Exercise: No pictures go into the output, which should consist only of the lines from the first line of the data through the line with "26L554 0H508L487 24L421", copied exactly.

[Start of section]

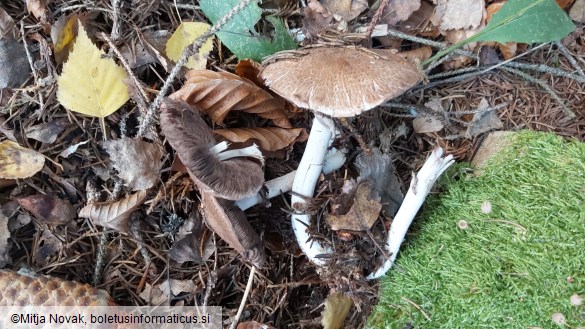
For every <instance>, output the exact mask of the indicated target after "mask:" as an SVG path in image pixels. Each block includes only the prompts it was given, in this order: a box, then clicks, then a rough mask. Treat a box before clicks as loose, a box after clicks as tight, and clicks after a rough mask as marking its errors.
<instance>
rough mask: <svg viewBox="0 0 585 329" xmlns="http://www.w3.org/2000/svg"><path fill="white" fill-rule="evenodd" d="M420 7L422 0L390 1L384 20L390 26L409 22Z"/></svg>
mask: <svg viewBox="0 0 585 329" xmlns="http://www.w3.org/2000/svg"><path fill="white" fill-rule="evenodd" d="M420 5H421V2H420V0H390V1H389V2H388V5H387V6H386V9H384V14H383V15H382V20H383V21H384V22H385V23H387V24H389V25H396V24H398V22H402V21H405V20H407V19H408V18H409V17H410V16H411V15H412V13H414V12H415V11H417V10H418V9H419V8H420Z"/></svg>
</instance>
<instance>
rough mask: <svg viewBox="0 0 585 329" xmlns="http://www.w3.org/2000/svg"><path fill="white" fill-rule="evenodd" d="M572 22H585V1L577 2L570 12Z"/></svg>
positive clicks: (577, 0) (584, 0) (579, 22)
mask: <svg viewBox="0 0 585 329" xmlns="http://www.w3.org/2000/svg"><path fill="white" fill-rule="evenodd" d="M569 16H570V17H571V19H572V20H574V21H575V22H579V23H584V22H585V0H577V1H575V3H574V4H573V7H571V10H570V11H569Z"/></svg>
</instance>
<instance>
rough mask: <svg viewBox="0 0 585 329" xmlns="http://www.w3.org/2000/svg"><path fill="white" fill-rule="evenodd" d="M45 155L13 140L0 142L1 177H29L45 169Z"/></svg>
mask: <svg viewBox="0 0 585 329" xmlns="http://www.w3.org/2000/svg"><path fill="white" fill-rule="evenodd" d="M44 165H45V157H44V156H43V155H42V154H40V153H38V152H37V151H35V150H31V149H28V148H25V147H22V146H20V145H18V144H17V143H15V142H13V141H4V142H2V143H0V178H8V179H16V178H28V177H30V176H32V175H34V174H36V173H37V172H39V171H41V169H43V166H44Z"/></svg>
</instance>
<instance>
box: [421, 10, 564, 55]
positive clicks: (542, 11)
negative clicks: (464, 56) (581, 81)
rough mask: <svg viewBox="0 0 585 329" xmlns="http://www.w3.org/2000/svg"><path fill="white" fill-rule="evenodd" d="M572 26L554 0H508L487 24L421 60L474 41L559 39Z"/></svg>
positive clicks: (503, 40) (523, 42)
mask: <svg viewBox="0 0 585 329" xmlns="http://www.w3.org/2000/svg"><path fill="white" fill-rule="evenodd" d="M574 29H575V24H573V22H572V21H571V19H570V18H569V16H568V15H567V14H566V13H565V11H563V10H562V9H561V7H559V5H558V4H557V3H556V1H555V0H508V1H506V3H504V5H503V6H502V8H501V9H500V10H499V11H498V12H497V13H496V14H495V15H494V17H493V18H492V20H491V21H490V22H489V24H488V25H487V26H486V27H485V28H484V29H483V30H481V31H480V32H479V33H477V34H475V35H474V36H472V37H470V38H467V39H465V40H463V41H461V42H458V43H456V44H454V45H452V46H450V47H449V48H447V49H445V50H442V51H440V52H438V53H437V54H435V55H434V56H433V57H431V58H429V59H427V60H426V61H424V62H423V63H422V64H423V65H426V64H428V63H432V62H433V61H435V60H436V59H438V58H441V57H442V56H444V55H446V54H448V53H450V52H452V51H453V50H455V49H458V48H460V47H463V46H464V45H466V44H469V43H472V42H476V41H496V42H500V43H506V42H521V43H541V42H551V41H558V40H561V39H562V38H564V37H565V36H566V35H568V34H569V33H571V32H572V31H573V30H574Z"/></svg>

[End of section]

Result of the task:
For every <instance>, output the exact mask of the indicated target after "mask:" as an SVG path in image pixels. Each block includes only the prompts it was given, in this order: a box, then clicks, then a rough mask. Treat a box before clicks as loose, a box after clicks as tight, and clicks after a rough mask as marking its errors.
<instance>
rough mask: <svg viewBox="0 0 585 329" xmlns="http://www.w3.org/2000/svg"><path fill="white" fill-rule="evenodd" d="M420 7L422 0L390 1L384 20L390 26L409 22Z"/></svg>
mask: <svg viewBox="0 0 585 329" xmlns="http://www.w3.org/2000/svg"><path fill="white" fill-rule="evenodd" d="M420 5H421V2H420V0H390V1H389V2H388V5H387V6H386V9H384V14H383V15H382V20H383V21H384V22H385V23H387V24H389V25H396V24H398V22H402V21H405V20H407V19H408V18H409V17H410V16H411V15H412V13H414V12H415V11H417V10H418V9H419V8H420Z"/></svg>
</instance>
<instance>
rough mask: <svg viewBox="0 0 585 329" xmlns="http://www.w3.org/2000/svg"><path fill="white" fill-rule="evenodd" d="M572 22H585V1L577 2L570 12Z"/></svg>
positive clicks: (577, 0) (584, 0) (579, 22)
mask: <svg viewBox="0 0 585 329" xmlns="http://www.w3.org/2000/svg"><path fill="white" fill-rule="evenodd" d="M569 16H570V17H571V19H572V20H574V21H575V22H579V23H584V22H585V0H577V1H575V3H574V4H573V7H571V10H570V11H569Z"/></svg>
</instance>
<instance>
rough mask: <svg viewBox="0 0 585 329" xmlns="http://www.w3.org/2000/svg"><path fill="white" fill-rule="evenodd" d="M45 155L13 140L0 142L1 177H29L45 169Z"/></svg>
mask: <svg viewBox="0 0 585 329" xmlns="http://www.w3.org/2000/svg"><path fill="white" fill-rule="evenodd" d="M44 165H45V157H44V156H43V155H42V154H40V153H38V152H37V151H35V150H31V149H28V148H25V147H22V146H20V145H18V144H17V143H15V142H13V141H4V142H2V143H0V178H8V179H16V178H28V177H30V176H32V175H34V174H36V173H37V172H39V171H41V169H43V166H44Z"/></svg>
</instance>
<instance>
box: [421, 10, 564, 55]
positive clicks: (542, 11)
negative clicks: (464, 56) (581, 81)
rough mask: <svg viewBox="0 0 585 329" xmlns="http://www.w3.org/2000/svg"><path fill="white" fill-rule="evenodd" d="M572 26L554 0H508L487 24L421 60L474 41L559 39Z"/></svg>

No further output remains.